• _Task requirements_: Nothing but an exact repeat of the entries below should appear in your answer.

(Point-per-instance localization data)
- - - - -
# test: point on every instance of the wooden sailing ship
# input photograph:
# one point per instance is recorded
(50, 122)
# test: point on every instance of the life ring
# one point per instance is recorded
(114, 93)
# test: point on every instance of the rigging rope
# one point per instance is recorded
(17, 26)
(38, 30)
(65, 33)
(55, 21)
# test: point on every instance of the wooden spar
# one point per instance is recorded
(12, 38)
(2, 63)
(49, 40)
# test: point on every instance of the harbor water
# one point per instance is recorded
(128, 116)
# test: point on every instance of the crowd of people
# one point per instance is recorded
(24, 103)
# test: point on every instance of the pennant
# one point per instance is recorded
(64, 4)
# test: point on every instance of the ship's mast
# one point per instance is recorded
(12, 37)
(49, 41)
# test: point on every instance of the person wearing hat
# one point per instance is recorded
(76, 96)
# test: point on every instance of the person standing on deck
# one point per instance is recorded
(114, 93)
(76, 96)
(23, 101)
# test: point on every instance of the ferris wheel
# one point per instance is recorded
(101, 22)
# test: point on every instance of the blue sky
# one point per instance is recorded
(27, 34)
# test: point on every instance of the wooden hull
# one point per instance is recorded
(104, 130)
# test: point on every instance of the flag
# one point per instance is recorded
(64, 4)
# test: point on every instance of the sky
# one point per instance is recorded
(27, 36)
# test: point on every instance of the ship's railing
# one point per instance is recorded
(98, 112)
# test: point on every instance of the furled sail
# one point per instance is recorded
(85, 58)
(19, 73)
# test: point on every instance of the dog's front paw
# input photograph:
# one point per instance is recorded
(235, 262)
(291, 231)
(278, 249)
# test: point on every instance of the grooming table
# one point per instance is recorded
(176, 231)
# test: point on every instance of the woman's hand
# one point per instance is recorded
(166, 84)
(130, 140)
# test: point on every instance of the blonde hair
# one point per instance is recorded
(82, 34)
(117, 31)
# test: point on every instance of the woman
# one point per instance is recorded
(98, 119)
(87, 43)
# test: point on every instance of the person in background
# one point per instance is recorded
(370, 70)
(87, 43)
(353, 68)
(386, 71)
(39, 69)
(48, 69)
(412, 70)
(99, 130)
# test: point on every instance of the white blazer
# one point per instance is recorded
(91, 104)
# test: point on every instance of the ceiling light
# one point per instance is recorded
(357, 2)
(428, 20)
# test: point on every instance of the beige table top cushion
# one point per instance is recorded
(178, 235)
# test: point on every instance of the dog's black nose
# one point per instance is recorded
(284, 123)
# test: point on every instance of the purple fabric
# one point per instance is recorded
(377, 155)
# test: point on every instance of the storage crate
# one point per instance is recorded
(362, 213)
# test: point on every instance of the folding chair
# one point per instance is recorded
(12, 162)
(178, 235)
- - - - -
• _Solution for this exercise_:
# test: point on every instance of the wooden sailing ship
# input photograph:
# one point per instance is recorded
(50, 122)
# test: point on every instance of the life ring
# one point per instance is recorded
(114, 93)
# test: point on every instance of the rigging rope
# one point per instance is recorded
(17, 26)
(38, 30)
(65, 33)
(55, 21)
# test: point on every instance of the wooden spar
# one point per instance is recorded
(12, 38)
(2, 63)
(49, 40)
# test: point on every instance of the harbor water
# one point per instance is recorded
(128, 116)
# test: point on every instance of the crowd of people
# one point per instance is recorded
(24, 103)
# test: point on every instance of the pennant
# one point per instance is recorded
(64, 4)
# test: point on every instance of the ship's mast
# one point per instance is recorded
(12, 37)
(49, 41)
# test: point on every instance of the person wearing hat
# one point per instance is recorded
(76, 96)
# test: point on every instance of the person standing on deck
# one point per instance is recorded
(114, 93)
(76, 96)
(23, 101)
# test: point on every instance of the ferris wheel
# one point per instance is recorded
(101, 22)
# test: point on every instance of the blue sky
# one point per instance is recorded
(27, 34)
# test: point on every instance of the wooden hull
# one point per instance is recorded
(104, 130)
# test: point on every instance of the flag
# one point per instance is recorded
(64, 4)
# test: point on every instance of the sky
# one point per instance is recorded
(27, 36)
# test: point on every instance of the ship's railing
# one point per instance is recorded
(98, 112)
# test: point on every instance of the furled sail
# one point per instance is recorded
(85, 58)
(19, 73)
# test: point on every instance of the dog's front paw
# input photograph:
# one point per instance is recorded
(235, 262)
(291, 231)
(278, 249)
# test: point on every instance of the grooming table
# one point per instance is recorded
(176, 231)
# test: point on every instance of the woman's hand
# one point per instance is recorded
(166, 84)
(130, 140)
# test: point on every instance of the blonde hair
# one point per instance is recorded
(82, 34)
(117, 31)
# test: point on every instance of the woman
# one point per instance is recorded
(98, 119)
(87, 43)
# test: point on every instance of the person in background
# one point per instance is recorded
(370, 70)
(87, 43)
(353, 68)
(386, 71)
(39, 69)
(48, 69)
(412, 70)
(99, 130)
# test: point on every instance of the white blazer
# one point per instance is recorded
(91, 104)
# test: point on every instance of the ceiling light
# one point per instance is recorded
(357, 2)
(428, 20)
# test: point on every instance of the beige table top cushion
# one point per instance is recorded
(178, 235)
# test: point on every instance of the dog's black nose
# one point per instance is recorded
(284, 123)
# test: point on every instance of the purple fabric
# one point per instance is recorded
(377, 155)
# test: point on every instance of the storage crate
# one point per instance is recorded
(362, 213)
# test: point on every instance of the folding chair
# one point per instance is recorded
(12, 162)
(178, 235)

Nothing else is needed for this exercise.